**Excerpted records**
# # # # # # #
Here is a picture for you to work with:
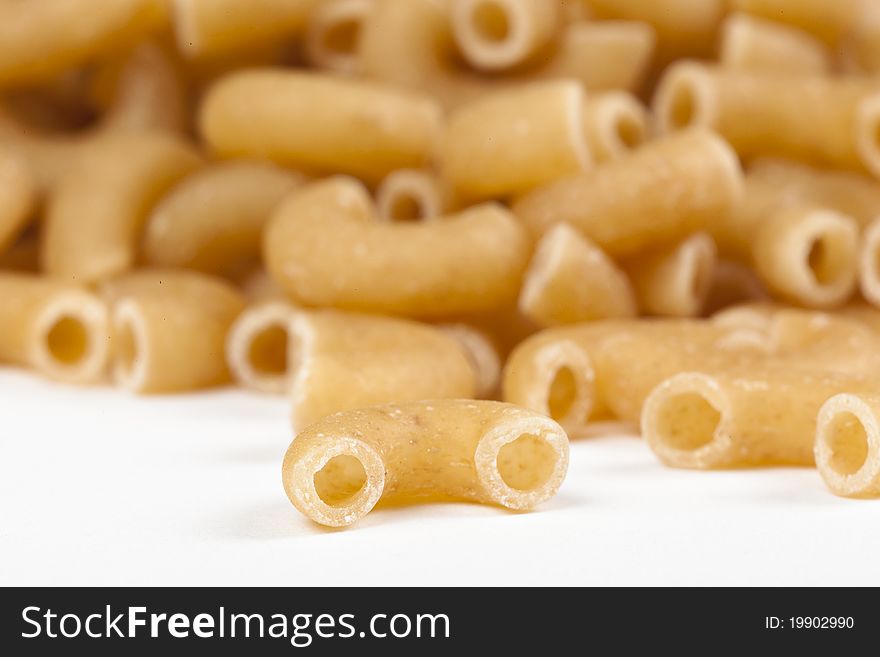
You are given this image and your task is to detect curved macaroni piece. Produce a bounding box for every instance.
[199,69,442,181]
[442,80,591,201]
[281,400,568,527]
[718,14,833,75]
[143,160,302,274]
[0,0,165,87]
[103,269,244,394]
[519,224,637,326]
[450,0,562,71]
[42,134,201,282]
[513,130,742,256]
[305,0,373,75]
[0,272,110,383]
[263,177,530,317]
[626,233,718,317]
[814,393,880,498]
# # # # # # #
From the listing above, pick out each line in which the word “curved” appears and copy those lines in full.

You are given this image and your task is to detect curved macaroni piece. Produce a bounding box for every instance.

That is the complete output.